═════ Dataset records

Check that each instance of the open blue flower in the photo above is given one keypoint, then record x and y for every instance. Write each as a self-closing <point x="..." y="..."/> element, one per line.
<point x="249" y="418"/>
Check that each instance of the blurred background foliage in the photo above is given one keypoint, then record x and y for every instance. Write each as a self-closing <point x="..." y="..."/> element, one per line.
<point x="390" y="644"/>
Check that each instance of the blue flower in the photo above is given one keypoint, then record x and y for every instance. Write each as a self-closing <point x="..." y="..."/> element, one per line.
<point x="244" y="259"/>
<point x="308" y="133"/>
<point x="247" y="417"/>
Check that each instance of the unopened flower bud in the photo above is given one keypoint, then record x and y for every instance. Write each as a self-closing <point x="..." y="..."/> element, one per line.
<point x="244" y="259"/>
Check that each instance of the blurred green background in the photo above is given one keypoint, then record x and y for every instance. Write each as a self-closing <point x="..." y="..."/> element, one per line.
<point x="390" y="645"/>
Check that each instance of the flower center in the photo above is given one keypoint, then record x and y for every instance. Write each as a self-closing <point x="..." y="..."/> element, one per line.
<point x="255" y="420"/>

══════════

Copy all the items again, changing "keypoint" to "marker" at every occurrence and keeping everything else the same.

The output:
Check that each instance of the open blue flower in the photo above is given one marker, then record x and y for every instance. Write each as a self-closing <point x="..." y="..."/> element, one per line.
<point x="249" y="418"/>
Check that each instance of the blurred background foliage in the photo above is given one marker, then record x and y for every instance. Write each as a self-closing <point x="..." y="..."/> element, one per line.
<point x="390" y="644"/>
Check that each instance of the blue flower in the photo above is given one marker, then record x and y for every instance. Write each as a self-closing <point x="..." y="..."/> element, one per line.
<point x="244" y="259"/>
<point x="308" y="133"/>
<point x="247" y="417"/>
Check that each instance of the unopened flower bud in the photo above is given one marker, then record x and y for every instance. Write each as a self-closing <point x="..." y="..."/> element, one per line.
<point x="244" y="259"/>
Check that each instance of the blurred green background in the photo above is given one marker, then record x and y for every instance. Write each as a self-closing <point x="..." y="..."/> element, one per line.
<point x="390" y="645"/>
Check that each instance of the flower center in the photo above is given one marker, then record x and y for every instance. Write each as a self-closing <point x="..." y="..."/> element, one per line.
<point x="255" y="420"/>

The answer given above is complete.